#### REQUEST 1:
Repeat the following lines of the records below exactly as they appear, starting with the line that contains "Exercise. For every instance of the main" and going on through the line that contains "[(142, 382), (432, 379)]".

#### DOCUMENT SEGMENT:
═══

MOD-026-1: Verification of Models and Data for Generator Excitation Control System or Plant Volt/Var Control Functions

Purpose
To verify that the generator excitation control system or plant volt/var control function1 model (including the power system stabilizer model and the impedance compensator model) and the model parameters used in dynamic simulations accurately represent the generator excitation control system or plant volt/var control function behavior when assessing Bulk Electric System (BES) reliability.

Applicability
4.1. Functional Entities:

4.1.1 Generator Owner
4.1.2 Transmission Planner

4.2. Facilities:  For the purpose of the requirements contained herein, Facilities that are directly connected to the Bulk Electric System (BES) will be collectively referred as an “applicable unit” that meet the following:

4.2.1 Generation in the Eastern or Quebec Interconnections with the following characteristics:

4.2.1.1 Individual generating unit greater than 100 MVA (gross nameplate rating).

4.2.1.2 Individual generating plant consisting of multiple generating units that are directly connected at a common BES bus with total generation greater than 100 MVA (gross aggregate nameplate rating).

4.2.2 Generation in the Western Interconnection with the following characteristics:

4.2.2.1 Individual generating unit greater than 75 MVA (gross nameplate rating). 4.2.2.2 Individual generating plant consisting of multiple generating units that are directly connected at a common BES bus with total generation greater than 75 MVA (gross aggregate nameplate rating).

4.2.3 Generation in the ERCOT Interconnection with the following characteristics:

4.2.3.1 Individual generating unit greater than 50 MVA (gross nameplate rating).

4.2.3.2 Individual generating plant consisting of multiple generating units that are directly connected at a common BES bus with total generation greater than 75 MVA (gross aggregate nameplate rating).

4.2.4 For all Interconnections:

• A technically justified2 unit that meets NERC registry criteria but is not otherwise included in the above Applicability sections 4.2.1, 4.2.2, or 4.2.3 and is requested by the Transmission Planner.

═══

Items from a dataset:
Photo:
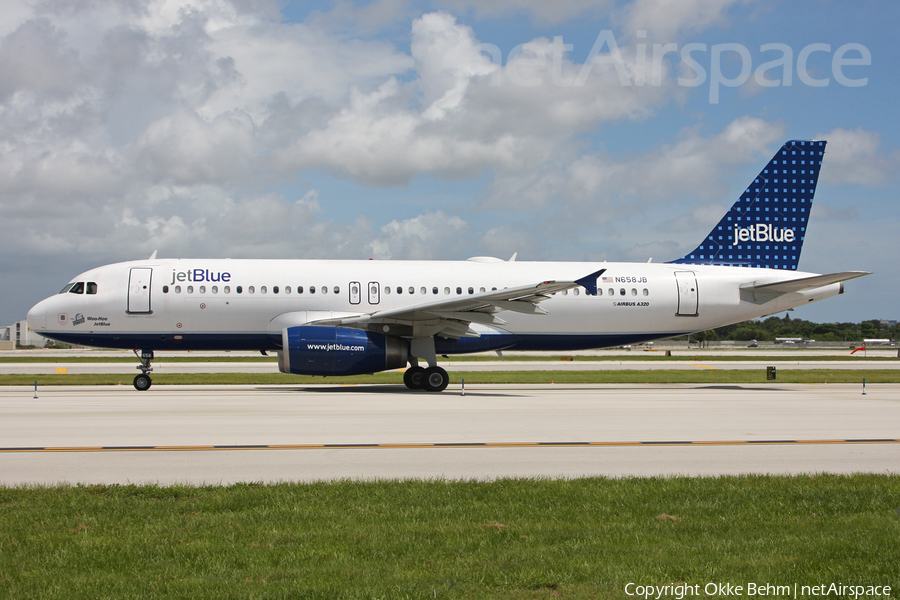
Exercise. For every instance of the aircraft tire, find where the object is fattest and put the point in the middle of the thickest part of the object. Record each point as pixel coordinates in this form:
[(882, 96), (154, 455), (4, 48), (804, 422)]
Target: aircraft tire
[(436, 379), (142, 382), (414, 378)]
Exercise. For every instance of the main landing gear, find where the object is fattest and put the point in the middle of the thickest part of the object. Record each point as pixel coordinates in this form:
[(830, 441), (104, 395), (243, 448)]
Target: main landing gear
[(142, 382), (432, 379)]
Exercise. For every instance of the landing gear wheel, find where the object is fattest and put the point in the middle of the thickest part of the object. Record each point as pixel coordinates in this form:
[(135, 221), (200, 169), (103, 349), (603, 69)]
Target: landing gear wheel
[(142, 382), (414, 378), (436, 379)]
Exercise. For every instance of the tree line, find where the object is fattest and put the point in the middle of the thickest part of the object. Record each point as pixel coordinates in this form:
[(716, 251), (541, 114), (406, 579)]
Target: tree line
[(768, 329)]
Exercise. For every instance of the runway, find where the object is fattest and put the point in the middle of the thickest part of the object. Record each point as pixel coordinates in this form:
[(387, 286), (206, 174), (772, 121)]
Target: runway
[(226, 434)]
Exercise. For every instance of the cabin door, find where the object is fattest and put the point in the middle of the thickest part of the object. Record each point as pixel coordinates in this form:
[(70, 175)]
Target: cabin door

═══

#### REQUEST 2:
Reproduce the passage of the reliability standard above word for word, starting with "4.2.1.2 Individual generating" and going on through "50 MVA (gross nameplate rating).".

#### CORRECT ANSWER 1:
Exercise. For every instance of the main landing gear, find where the object is fattest and put the point in the middle of the thickest part of the object. Record each point as pixel coordinates in this form:
[(830, 441), (104, 395), (243, 448)]
Target: main landing gear
[(142, 382), (432, 379)]

#### CORRECT ANSWER 2:
4.2.1.2 Individual generating plant consisting of multiple generating units that are directly connected at a common BES bus with total generation greater than 100 MVA (gross aggregate nameplate rating).

4.2.2 Generation in the Western Interconnection with the following characteristics:

4.2.2.1 Individual generating unit greater than 75 MVA (gross nameplate rating). 4.2.2.2 Individual generating plant consisting of multiple generating units that are directly connected at a common BES bus with total generation greater than 75 MVA (gross aggregate nameplate rating).

4.2.3 Generation in the ERCOT Interconnection with the following characteristics:

4.2.3.1 Individual generating unit greater than 50 MVA (gross nameplate rating).